Exercise data

====

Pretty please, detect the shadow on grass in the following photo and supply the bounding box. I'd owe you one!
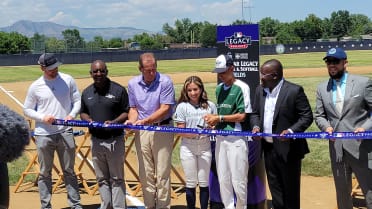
[62,204,100,209]
[171,205,187,209]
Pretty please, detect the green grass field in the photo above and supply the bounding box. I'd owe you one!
[1,50,371,83]
[5,50,372,184]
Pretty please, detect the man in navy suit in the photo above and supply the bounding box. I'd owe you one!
[315,47,372,209]
[251,59,313,209]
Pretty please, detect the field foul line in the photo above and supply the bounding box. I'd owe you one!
[127,193,145,207]
[0,85,24,108]
[0,85,94,164]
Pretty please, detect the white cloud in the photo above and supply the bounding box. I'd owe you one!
[49,11,82,27]
[200,0,241,26]
[0,0,252,31]
[48,11,67,23]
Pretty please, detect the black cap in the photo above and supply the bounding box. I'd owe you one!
[38,53,62,70]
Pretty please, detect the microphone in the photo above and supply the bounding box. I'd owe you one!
[0,104,30,163]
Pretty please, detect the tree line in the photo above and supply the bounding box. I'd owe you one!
[1,10,371,54]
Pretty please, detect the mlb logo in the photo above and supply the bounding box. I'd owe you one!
[235,32,243,38]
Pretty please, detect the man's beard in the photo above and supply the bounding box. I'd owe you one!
[329,69,345,80]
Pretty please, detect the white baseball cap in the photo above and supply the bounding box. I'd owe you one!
[212,54,234,73]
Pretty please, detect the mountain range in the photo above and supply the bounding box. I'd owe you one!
[0,20,152,41]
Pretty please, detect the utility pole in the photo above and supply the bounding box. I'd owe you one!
[241,0,244,20]
[242,0,253,23]
[190,30,194,47]
[247,0,253,23]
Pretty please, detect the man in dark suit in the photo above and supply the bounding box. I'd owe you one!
[251,59,313,209]
[314,47,372,209]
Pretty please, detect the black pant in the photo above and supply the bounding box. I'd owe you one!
[0,162,9,209]
[264,145,302,209]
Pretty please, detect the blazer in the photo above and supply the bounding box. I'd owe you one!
[250,80,313,162]
[314,74,372,164]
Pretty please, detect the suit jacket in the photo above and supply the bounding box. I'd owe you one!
[250,80,313,161]
[314,74,372,164]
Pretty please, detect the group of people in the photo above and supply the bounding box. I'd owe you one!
[21,47,371,209]
[23,52,176,209]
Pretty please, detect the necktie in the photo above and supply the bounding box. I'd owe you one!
[335,81,344,161]
[335,81,343,113]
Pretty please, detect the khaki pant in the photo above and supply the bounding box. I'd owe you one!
[135,129,174,209]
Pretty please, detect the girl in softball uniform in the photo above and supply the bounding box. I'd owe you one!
[173,76,217,209]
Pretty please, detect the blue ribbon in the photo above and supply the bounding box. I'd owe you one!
[52,119,372,140]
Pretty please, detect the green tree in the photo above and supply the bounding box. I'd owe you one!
[153,33,172,49]
[276,23,301,44]
[176,18,193,43]
[93,36,105,48]
[259,17,280,37]
[30,33,47,53]
[108,37,123,48]
[364,22,372,34]
[301,14,323,41]
[45,37,66,53]
[232,19,250,25]
[200,23,216,47]
[0,32,10,54]
[162,23,177,43]
[62,29,84,52]
[9,32,30,54]
[190,22,203,44]
[329,10,351,39]
[162,18,194,43]
[349,14,371,36]
[133,33,163,50]
[85,36,106,51]
[320,18,333,39]
[0,32,30,54]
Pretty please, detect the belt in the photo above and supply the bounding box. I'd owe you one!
[91,132,123,139]
[153,117,172,126]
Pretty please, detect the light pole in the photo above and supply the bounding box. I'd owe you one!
[242,0,253,23]
[190,30,194,47]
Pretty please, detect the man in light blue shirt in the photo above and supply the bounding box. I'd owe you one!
[315,47,372,209]
[126,52,175,209]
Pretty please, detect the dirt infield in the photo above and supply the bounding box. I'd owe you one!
[3,66,371,209]
[8,176,338,209]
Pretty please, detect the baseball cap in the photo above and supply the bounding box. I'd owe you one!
[38,53,62,70]
[323,47,347,60]
[212,54,234,73]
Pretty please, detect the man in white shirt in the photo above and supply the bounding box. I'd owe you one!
[24,53,82,209]
[251,59,313,209]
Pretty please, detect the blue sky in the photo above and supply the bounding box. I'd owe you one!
[1,0,371,32]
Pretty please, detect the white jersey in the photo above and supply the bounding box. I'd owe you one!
[174,100,217,132]
[174,100,217,188]
[24,72,81,135]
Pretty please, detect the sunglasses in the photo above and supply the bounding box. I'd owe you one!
[91,69,107,73]
[260,71,276,78]
[325,59,341,65]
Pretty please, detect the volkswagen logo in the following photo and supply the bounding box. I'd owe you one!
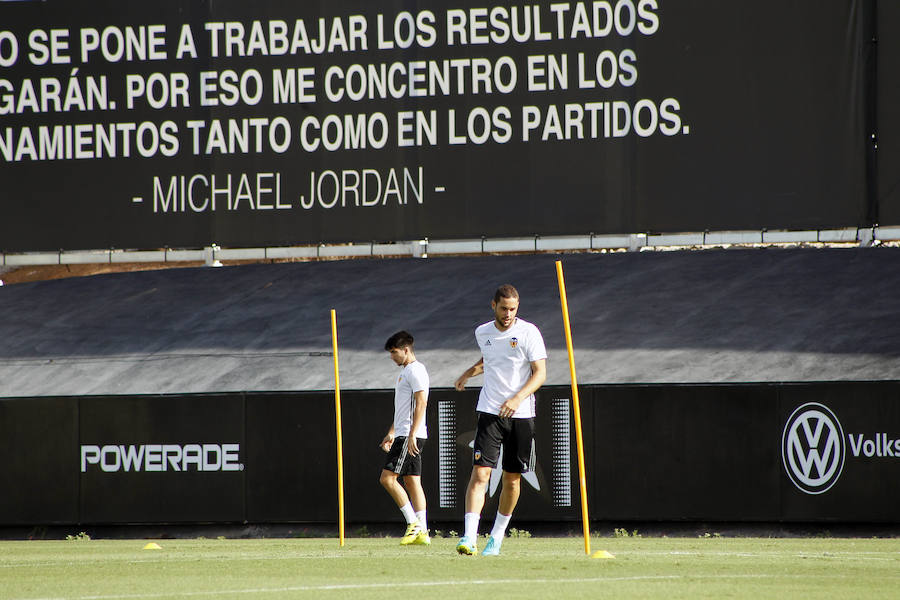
[782,402,845,494]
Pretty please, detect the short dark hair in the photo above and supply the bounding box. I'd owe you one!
[385,330,414,351]
[493,284,519,303]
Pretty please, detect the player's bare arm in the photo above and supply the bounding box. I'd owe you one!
[498,359,547,418]
[407,390,427,456]
[455,358,485,391]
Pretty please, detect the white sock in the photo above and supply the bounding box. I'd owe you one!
[416,510,428,532]
[400,502,417,524]
[464,512,480,539]
[490,512,512,540]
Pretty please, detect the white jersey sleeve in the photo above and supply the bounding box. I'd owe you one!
[406,361,429,394]
[392,361,429,438]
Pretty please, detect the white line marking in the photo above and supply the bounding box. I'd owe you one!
[132,197,143,203]
[0,553,349,569]
[434,186,445,192]
[8,574,869,600]
[615,550,899,562]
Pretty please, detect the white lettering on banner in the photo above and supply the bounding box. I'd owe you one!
[0,122,179,162]
[121,444,143,471]
[298,113,389,152]
[272,67,316,104]
[521,99,683,142]
[125,73,190,109]
[847,433,900,458]
[322,58,518,102]
[80,443,242,473]
[197,69,263,107]
[575,49,638,89]
[204,17,369,57]
[300,166,423,209]
[78,25,167,63]
[447,107,513,145]
[144,444,162,471]
[0,31,19,67]
[0,72,112,115]
[446,1,659,45]
[27,28,71,65]
[153,172,289,213]
[185,118,291,155]
[376,12,437,50]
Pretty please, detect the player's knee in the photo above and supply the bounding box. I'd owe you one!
[502,471,521,489]
[470,466,492,485]
[379,470,396,488]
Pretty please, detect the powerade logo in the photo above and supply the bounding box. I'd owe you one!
[781,403,845,495]
[81,443,242,473]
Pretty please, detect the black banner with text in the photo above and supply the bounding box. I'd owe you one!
[878,0,900,226]
[0,0,872,252]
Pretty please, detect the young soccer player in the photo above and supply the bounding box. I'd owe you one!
[379,330,431,545]
[454,284,547,556]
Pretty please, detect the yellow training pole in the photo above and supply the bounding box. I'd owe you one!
[331,309,345,547]
[555,260,591,555]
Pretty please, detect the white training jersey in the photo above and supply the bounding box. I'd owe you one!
[393,360,429,438]
[475,317,547,418]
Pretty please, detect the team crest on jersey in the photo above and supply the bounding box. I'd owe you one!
[510,337,518,348]
[474,450,482,461]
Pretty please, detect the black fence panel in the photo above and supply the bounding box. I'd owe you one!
[0,397,78,525]
[589,384,781,521]
[2,381,899,526]
[777,382,900,522]
[244,392,337,523]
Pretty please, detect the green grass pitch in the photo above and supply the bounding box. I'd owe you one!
[2,534,899,599]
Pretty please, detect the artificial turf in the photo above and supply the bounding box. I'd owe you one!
[2,534,899,599]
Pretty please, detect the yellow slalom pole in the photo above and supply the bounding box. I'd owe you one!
[330,309,345,547]
[555,260,591,556]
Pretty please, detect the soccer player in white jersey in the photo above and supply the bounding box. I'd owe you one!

====

Problem to solve
All entries need repeating exactly, but without the pictures.

Answer space
Pretty please, detect the shadow on grass in the following photo and supply the bounding box. I'd owe you one!
[62,204,100,209]
[171,205,187,209]
Pretty please, detect the green grass field in the photo above and supply the bounding box. I'd owe you one!
[1,50,371,83]
[5,50,372,184]
Pretty please, detect the man in navy suit in the photo above and supply the bounding box. I'd owe you one!
[315,47,372,209]
[251,59,313,209]
Pretty please, detect the field foul line in the photo above and supply the bounding box. I'd owe you one!
[127,193,145,207]
[0,85,24,108]
[0,85,94,164]
Pretty please, detect the white cloud in the photo above and supply the bounding box. I'd owe you one!
[49,11,82,27]
[200,0,241,26]
[0,0,252,31]
[48,11,67,23]
Pretty please, detect the black cap in the photo above and supply the bounding box. I'd owe you one!
[38,53,62,70]
Pretty please, detect the microphone in the photo above and supply the bounding box. I'd owe you one!
[0,104,30,163]
Pretty please, detect the tree line in the photo above and supply the bounding box. I'd owe you one!
[1,10,371,54]
Pretty please, detect the mlb logo in the photo above and supply the bounding box. I'd owe you one!
[235,32,243,38]
Pretty please, detect the man's beard in the photo above and supply the bounding box. I'd owe you one!
[329,69,345,80]
Pretty please, detect the white baseball cap in the photo above and supply the bounding box. I'd owe you one!
[212,54,234,73]
Pretty please, detect the mountain range in the photo above and supply the bounding box. I'd owe you one!
[0,20,152,41]
Pretty please, detect the utility pole in the photo above and supply the bounding box. I'd owe you one!
[241,0,244,20]
[242,0,253,23]
[190,30,194,47]
[247,0,253,23]
Pretty please, detect the man in dark suit in the photo above and supply the bounding box. I'd owe you one!
[251,59,313,209]
[314,47,372,209]
Pretty please, detect the black pant in the photo above and supply the bounding box. I'd owe you one!
[0,162,9,209]
[264,145,302,209]
Pretty please, detect the blazer in the photo above and supply the bounding box. I'd owe you one!
[250,80,313,162]
[314,74,372,164]
Pretty please, detect the suit jacket in the photo above and supply the bounding box. I'd owe you one!
[250,80,313,161]
[314,74,372,164]
Pretty please, detect the group of people in the photo above and supply the bounding box. I'd owe you one!
[21,47,371,209]
[23,52,176,209]
Pretty please, detect the necktie in the photo above and supply the bounding box. I'd owe you one!
[335,81,344,161]
[335,81,343,113]
Pretty please, detect the khaki pant in the photo above and supply the bounding box. I'd owe you one!
[135,129,174,209]
Pretty please, detect the girl in softball uniform in the photo above and supply the bounding box. I'd owe you one!
[173,76,217,209]
Pretty please, detect the blue ribbon in the photo above and supply the bounding box. I'd owe you one!
[52,119,372,140]
Pretty please, detect the green tree in the photo above and supply the bounding box. I'd owe you one!
[153,33,172,49]
[276,23,301,44]
[176,18,193,43]
[93,36,105,48]
[259,17,280,37]
[30,33,47,53]
[108,37,123,48]
[364,22,372,34]
[301,14,323,41]
[45,37,66,53]
[232,19,250,25]
[200,23,216,47]
[0,32,10,54]
[162,23,177,43]
[62,29,84,52]
[9,32,30,54]
[190,22,203,44]
[329,10,351,39]
[162,18,194,43]
[349,14,371,36]
[133,33,163,50]
[85,36,106,51]
[320,18,333,39]
[0,32,30,54]
Pretty please, detect the belt in the photo above and supply the bounding box. I'd owe you one!
[91,132,123,139]
[153,117,172,126]
Pretty please, detect the light pole in the photo above and supply the bounding box. I'd owe you one!
[242,0,253,23]
[190,30,194,47]
Pretty please, detect the man in light blue shirt in the photo above and supply the bounding box. I'd owe you one!
[315,47,372,209]
[126,52,175,209]
Pretty please, detect the dirt infield in the photo above and supply the bounding box. I'd owe you one!
[3,66,371,209]
[8,176,338,209]
Pretty please, detect the baseball cap in the photo above and supply the bounding box. I'd owe you one!
[38,53,62,70]
[323,47,347,60]
[212,54,234,73]
Pretty please, detect the man in white shirt in the photo above and supply the bounding box. I'd owe you one!
[24,53,82,209]
[251,59,313,209]
Pretty please, detect the blue sky in the photo above and supply the bounding box. I'd owe you one!
[1,0,371,32]
Pretty please, detect the white jersey in the photo above and supply the bounding box. I'd owe you one!
[174,100,217,132]
[174,100,217,188]
[24,72,81,135]
Pretty please, detect the sunglasses in the photo above and supply the bounding box. I'd owe you one!
[91,69,107,73]
[260,71,276,78]
[325,59,341,65]
Pretty please, detect the volkswagen logo in the following photo and supply the bounding box. I'd owe you one!
[782,402,845,494]
Pretty please, detect the short dark hair in the photo above and supply the bounding box. I'd owe you one!
[385,330,414,351]
[493,284,519,303]
Pretty please, detect the player's bare arm in the photo above and supply the bounding box. I'd owe you one!
[498,359,547,418]
[407,390,427,456]
[455,358,485,391]
Pretty please, detect the white sock in the photo above and supply the bounding box. I'd owe you one!
[416,510,428,532]
[400,502,417,524]
[464,512,480,539]
[490,512,512,540]
Pretty please, detect the white jersey sleeve in the photo above and supply the bounding box. I'd owe you one!
[406,361,429,394]
[392,361,429,438]
Pretty please, detect the white line marking in the photo above and supply the bounding box. I'd owe you one!
[132,197,143,203]
[0,553,349,569]
[434,186,445,192]
[8,574,869,600]
[615,550,899,562]
Pretty please, detect the white lettering on banner in the photo above and supply the bounding box. I'd owe you one!
[0,122,179,162]
[121,444,143,471]
[298,113,389,152]
[272,67,316,104]
[521,99,683,142]
[125,73,190,109]
[847,433,900,458]
[322,58,518,102]
[80,443,242,473]
[197,69,263,107]
[575,49,638,89]
[204,17,369,57]
[300,166,423,209]
[78,25,167,63]
[447,107,513,145]
[144,444,162,471]
[0,31,19,67]
[0,72,112,115]
[446,1,659,45]
[27,28,71,65]
[153,172,289,213]
[185,118,291,155]
[376,12,437,50]
Pretty please, detect the player's knee in the photo above and supply the bounding box. I'd owe you one!
[502,471,521,489]
[470,466,492,485]
[379,470,396,488]
Pretty please, detect the powerade logo in the photo above and supply the bounding box. I'd owe you one!
[781,403,845,495]
[81,443,242,473]
Pretty please, detect the black banner with text in the photo above and supply the bounding box. I'd owe you one!
[878,0,900,226]
[0,0,872,252]
Pretty please, detect the young soccer player in the photo above and supply the bounding box. I'd owe you one!
[379,330,431,545]
[454,284,547,556]
Pretty please, detect the yellow training pole in the photo above and supply the bounding box. I'd owe you one!
[331,309,345,547]
[555,260,591,555]
Pretty please, detect the white training jersey in the photo above and supply the bounding box. I'd owe you one!
[393,360,429,438]
[475,317,547,418]
Pretty please, detect the team crest on jersey in the photo above and supply the bounding box. I'd owe you one!
[510,337,518,348]
[474,450,482,461]
Pretty please, detect the black fence panel in the photo above and supply the bounding box. I'd owe you one!
[0,397,78,525]
[589,384,781,521]
[2,381,899,526]
[777,382,900,522]
[244,392,337,523]
Pretty please, detect the green grass pitch in the photo above and supply the bounding box. I'd owe you one!
[2,534,899,599]
Pretty please, detect the artificial turf in the photo above and supply the bounding box. I'd owe you one!
[2,534,899,599]
Pretty please, detect the yellow slalom pole in the photo above and supply the bounding box. I'd owe you one!
[330,309,345,547]
[555,260,591,556]
Pretty please, detect the soccer player in white jersey in the photo above and supply the bounding box. I'd owe you one!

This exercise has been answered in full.